Task directions: The answer should be a single number, the count of lines in this material that contain "below".

Source records:

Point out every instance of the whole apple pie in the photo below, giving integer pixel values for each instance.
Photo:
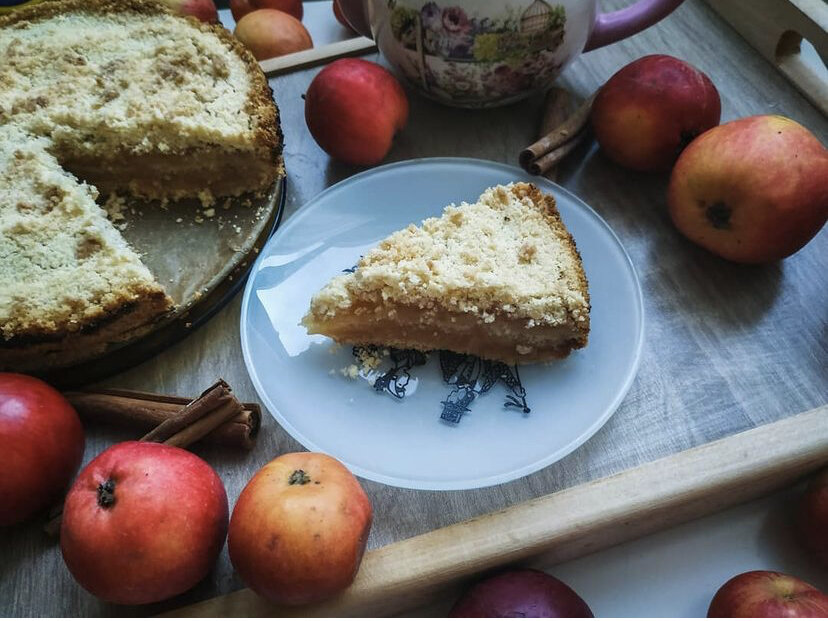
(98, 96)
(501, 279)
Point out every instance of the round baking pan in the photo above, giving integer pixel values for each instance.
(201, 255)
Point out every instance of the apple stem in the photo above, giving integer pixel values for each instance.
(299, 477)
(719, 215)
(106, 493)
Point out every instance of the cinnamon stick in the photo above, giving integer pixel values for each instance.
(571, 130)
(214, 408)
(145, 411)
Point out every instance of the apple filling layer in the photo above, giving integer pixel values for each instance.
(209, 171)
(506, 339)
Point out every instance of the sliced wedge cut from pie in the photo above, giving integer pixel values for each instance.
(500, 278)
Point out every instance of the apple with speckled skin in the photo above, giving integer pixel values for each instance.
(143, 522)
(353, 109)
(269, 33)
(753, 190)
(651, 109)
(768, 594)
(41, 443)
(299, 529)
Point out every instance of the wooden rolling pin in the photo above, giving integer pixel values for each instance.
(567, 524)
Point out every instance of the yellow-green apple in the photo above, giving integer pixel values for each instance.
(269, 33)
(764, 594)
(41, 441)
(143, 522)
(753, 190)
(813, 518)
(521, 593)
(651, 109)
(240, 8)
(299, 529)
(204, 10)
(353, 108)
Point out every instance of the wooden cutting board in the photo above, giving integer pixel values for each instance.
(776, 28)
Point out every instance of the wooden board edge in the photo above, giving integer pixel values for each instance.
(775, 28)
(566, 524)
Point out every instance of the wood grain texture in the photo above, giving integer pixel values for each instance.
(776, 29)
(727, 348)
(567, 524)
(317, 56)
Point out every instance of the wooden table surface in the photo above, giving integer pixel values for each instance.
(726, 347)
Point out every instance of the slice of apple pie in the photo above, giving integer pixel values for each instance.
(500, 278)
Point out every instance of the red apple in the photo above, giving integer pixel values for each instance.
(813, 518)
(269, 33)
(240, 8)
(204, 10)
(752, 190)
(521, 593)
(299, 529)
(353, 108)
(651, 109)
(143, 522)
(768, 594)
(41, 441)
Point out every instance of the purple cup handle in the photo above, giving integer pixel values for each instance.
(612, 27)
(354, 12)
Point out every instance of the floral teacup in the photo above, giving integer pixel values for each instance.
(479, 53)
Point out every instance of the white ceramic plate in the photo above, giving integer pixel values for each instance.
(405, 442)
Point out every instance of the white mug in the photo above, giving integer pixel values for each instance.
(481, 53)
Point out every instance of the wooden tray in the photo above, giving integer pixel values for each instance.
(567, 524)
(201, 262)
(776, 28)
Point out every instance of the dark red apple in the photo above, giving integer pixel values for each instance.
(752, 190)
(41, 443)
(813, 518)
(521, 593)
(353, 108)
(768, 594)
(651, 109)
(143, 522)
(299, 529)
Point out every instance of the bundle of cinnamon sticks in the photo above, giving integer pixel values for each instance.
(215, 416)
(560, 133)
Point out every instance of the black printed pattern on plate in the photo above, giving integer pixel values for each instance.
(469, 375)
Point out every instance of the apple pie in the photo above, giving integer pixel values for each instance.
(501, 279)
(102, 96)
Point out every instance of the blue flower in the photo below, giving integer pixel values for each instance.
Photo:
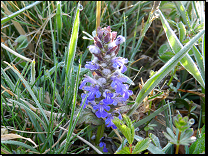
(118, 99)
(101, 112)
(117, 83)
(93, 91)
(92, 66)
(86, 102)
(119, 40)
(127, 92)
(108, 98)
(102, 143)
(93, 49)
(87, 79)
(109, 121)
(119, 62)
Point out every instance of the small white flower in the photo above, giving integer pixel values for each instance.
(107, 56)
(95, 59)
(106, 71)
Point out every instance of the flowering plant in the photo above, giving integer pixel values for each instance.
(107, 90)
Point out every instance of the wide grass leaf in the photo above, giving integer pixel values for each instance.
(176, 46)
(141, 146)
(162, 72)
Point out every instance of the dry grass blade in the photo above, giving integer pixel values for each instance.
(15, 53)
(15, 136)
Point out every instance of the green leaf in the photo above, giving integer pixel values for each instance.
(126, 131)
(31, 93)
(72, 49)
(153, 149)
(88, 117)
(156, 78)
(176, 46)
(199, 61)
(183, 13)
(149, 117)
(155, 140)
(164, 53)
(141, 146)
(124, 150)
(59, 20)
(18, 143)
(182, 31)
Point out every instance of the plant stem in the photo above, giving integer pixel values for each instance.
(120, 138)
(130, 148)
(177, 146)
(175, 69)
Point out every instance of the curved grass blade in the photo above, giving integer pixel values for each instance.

==

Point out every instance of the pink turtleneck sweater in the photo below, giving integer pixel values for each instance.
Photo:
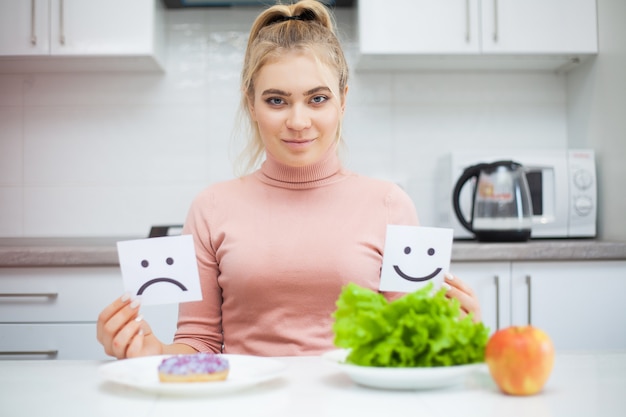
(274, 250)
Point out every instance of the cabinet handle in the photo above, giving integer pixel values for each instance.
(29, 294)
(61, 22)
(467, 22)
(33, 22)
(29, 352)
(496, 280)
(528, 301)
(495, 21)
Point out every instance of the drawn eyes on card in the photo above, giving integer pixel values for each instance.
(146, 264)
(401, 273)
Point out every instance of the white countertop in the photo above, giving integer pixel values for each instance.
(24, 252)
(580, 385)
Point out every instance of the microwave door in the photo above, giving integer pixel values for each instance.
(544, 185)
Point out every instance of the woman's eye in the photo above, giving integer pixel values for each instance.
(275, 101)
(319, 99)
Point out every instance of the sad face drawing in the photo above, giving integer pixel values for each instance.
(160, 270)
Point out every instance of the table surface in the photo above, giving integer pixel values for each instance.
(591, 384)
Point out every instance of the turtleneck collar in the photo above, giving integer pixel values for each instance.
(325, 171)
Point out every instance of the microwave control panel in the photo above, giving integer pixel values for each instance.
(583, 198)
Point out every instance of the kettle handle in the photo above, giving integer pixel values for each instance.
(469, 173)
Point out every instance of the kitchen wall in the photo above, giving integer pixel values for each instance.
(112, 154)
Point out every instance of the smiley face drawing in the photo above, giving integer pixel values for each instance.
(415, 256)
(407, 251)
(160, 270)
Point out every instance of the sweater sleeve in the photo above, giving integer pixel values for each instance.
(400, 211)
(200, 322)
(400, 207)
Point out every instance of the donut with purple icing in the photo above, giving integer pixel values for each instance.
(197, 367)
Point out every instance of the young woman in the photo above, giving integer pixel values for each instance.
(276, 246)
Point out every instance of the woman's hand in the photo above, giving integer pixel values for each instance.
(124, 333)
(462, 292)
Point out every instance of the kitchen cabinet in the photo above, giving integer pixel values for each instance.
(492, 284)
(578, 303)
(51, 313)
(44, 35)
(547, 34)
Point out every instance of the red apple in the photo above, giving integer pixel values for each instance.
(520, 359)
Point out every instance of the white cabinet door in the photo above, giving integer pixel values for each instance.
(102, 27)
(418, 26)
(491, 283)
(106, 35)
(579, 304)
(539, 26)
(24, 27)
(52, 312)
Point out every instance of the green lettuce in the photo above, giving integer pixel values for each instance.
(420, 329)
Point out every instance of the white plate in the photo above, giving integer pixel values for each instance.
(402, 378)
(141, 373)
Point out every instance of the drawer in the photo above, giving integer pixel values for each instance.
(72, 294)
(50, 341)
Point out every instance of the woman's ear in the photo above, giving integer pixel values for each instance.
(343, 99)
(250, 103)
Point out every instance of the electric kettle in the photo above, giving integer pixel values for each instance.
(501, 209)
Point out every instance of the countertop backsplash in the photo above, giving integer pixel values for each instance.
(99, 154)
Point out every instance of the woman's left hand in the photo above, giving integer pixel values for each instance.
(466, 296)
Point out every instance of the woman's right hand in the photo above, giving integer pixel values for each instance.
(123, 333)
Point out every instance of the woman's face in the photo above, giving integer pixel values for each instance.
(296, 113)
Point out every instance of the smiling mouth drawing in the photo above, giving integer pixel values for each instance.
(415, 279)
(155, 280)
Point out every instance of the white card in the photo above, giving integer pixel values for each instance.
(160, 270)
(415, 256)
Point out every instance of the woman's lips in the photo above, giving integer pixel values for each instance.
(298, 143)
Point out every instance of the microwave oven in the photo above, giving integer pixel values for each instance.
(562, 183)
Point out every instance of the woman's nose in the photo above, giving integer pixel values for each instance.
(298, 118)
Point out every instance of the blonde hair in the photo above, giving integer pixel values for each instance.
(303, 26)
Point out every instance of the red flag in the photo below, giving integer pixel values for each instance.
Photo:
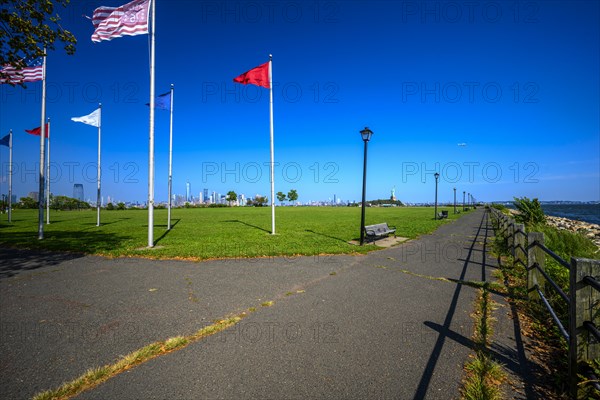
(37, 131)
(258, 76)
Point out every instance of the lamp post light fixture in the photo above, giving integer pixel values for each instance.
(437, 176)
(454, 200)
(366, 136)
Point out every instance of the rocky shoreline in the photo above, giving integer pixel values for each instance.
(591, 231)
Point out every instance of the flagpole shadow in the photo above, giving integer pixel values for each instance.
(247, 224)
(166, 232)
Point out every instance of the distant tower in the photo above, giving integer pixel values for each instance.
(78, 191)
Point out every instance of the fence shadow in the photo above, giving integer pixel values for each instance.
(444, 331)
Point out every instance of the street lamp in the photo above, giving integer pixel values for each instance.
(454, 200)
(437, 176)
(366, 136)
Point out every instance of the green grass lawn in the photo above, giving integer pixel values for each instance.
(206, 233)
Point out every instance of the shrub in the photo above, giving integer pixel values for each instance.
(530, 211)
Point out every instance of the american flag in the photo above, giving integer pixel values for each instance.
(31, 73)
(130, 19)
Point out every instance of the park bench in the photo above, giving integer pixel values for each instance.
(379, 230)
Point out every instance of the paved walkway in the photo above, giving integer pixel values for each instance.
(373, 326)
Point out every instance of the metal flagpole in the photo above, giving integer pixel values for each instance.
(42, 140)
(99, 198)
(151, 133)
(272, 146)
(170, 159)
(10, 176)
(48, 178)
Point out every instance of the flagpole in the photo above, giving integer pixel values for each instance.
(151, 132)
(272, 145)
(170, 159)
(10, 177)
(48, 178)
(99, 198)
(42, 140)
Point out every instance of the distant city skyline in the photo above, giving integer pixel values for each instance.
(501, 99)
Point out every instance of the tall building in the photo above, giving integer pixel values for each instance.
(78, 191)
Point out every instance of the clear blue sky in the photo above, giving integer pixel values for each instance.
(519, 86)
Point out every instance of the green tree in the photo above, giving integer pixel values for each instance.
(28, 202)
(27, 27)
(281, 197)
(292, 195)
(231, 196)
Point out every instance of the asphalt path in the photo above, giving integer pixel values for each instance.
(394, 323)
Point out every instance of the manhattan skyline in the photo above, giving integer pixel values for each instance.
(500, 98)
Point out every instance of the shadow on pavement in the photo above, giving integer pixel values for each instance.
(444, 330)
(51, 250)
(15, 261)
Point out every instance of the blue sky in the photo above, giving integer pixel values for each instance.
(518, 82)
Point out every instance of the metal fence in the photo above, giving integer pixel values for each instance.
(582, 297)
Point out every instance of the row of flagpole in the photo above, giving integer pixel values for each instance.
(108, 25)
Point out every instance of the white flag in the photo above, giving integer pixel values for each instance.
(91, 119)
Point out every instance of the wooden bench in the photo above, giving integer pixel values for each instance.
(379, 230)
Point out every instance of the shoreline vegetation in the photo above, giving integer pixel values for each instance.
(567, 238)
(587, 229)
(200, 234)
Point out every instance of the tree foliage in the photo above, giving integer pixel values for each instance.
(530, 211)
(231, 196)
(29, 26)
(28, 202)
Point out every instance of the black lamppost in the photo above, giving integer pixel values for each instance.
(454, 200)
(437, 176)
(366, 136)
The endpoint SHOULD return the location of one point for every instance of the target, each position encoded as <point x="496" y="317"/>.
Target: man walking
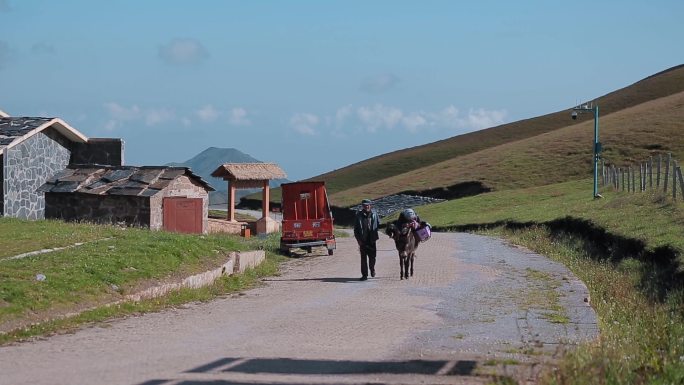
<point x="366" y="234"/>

...

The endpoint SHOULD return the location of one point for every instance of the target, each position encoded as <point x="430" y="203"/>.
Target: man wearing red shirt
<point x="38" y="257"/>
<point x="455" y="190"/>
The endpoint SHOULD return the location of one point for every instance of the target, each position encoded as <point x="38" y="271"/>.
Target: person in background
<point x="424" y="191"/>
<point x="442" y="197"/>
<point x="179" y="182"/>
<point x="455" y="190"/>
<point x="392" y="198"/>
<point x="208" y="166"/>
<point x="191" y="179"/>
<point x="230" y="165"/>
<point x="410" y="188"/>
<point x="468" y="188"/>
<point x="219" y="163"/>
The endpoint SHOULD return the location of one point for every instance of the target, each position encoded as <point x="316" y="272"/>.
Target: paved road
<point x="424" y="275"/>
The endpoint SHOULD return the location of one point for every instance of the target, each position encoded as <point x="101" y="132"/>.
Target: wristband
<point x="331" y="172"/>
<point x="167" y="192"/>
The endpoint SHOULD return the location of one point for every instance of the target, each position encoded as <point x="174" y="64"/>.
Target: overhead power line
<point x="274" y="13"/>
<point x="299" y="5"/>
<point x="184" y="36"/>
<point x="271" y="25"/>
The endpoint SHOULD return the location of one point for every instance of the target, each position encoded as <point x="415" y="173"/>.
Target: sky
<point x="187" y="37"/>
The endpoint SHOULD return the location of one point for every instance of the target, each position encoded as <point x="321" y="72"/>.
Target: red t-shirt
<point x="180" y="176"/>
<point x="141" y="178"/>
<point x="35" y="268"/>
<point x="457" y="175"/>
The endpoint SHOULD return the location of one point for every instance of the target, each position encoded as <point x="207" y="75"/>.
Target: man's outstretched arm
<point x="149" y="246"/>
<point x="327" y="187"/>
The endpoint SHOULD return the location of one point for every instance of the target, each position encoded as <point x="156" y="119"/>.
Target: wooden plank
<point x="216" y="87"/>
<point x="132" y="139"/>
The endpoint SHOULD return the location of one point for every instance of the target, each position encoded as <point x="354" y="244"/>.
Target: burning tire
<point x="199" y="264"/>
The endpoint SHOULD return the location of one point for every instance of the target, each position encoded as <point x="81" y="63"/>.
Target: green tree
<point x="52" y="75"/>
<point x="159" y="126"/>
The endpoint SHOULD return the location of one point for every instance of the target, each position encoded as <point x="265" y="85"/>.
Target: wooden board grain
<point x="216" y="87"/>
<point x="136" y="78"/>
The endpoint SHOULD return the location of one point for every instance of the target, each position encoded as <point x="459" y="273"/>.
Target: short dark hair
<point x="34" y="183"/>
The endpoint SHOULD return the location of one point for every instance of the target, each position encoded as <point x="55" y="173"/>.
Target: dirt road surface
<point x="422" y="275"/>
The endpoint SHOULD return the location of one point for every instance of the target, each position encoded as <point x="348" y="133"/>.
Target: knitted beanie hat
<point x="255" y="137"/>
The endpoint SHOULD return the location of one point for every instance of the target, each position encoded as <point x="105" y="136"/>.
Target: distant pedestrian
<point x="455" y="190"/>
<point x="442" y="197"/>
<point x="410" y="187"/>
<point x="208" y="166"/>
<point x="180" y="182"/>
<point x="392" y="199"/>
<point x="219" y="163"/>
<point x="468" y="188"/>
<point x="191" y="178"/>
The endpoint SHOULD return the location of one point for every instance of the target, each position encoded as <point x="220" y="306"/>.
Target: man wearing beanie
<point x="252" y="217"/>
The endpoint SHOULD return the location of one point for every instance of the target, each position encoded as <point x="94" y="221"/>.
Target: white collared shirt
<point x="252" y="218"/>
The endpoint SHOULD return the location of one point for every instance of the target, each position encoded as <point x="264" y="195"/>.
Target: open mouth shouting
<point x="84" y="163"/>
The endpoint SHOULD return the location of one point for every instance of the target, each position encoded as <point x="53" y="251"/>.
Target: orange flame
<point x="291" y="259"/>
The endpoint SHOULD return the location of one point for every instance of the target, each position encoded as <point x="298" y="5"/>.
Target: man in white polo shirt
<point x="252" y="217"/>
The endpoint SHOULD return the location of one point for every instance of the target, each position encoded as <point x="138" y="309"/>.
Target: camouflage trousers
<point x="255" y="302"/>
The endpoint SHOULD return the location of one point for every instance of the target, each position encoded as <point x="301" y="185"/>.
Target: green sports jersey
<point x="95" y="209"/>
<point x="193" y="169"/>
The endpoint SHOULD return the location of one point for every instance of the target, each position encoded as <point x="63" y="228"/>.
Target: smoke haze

Response for this exercise: 4